> Problem statement
Could you repeat the data word for word while skipping the pictures?

> Data section
------------------------------------
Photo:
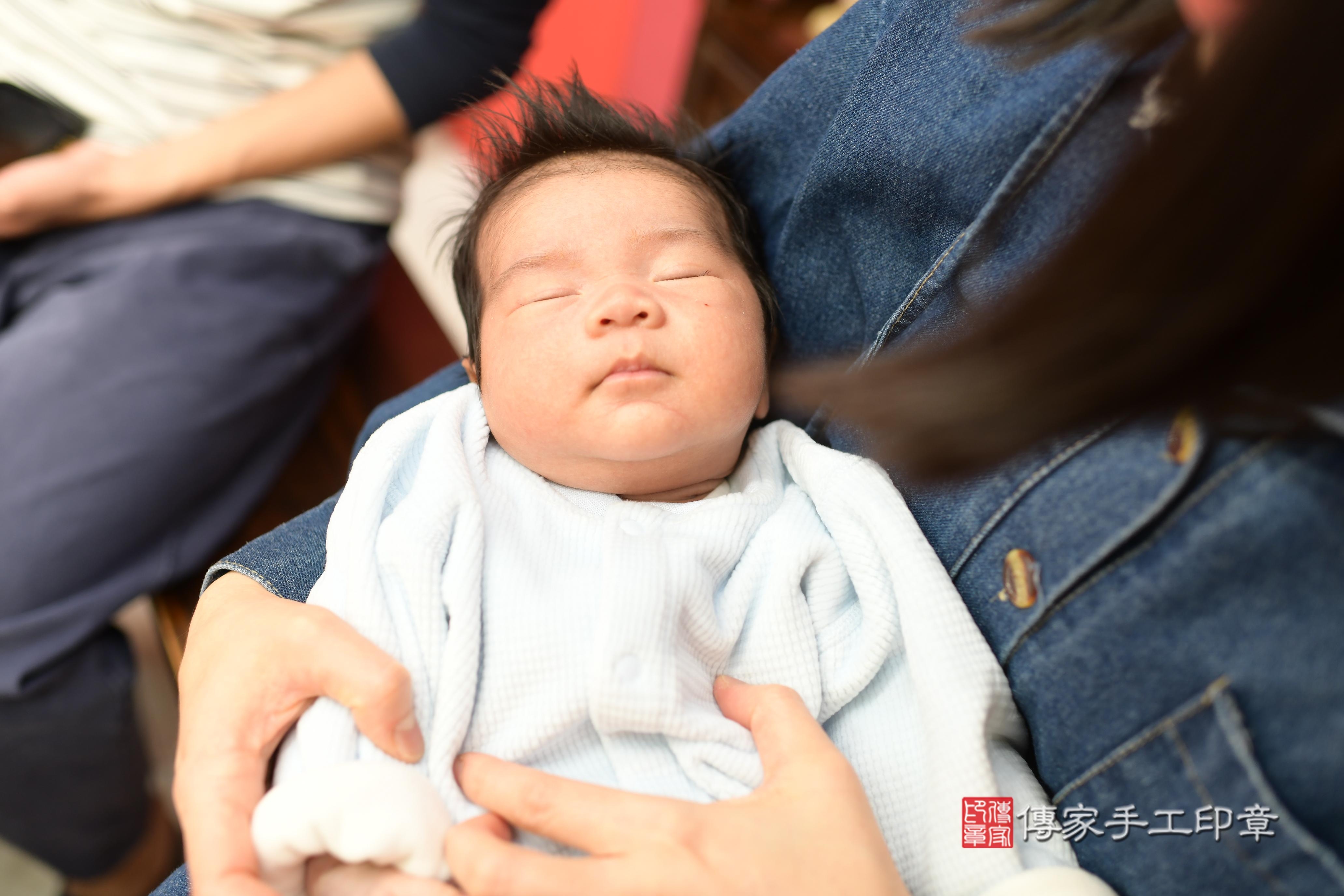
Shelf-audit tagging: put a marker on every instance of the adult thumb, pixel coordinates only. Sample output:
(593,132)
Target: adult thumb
(783,727)
(374,687)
------------------------------------
> Task solution
Photo:
Shelf-audit tagging: put a marker on every instance of the adult thumb, pixel coordinates only. Sample output:
(593,132)
Target: adult thumb
(783,727)
(374,687)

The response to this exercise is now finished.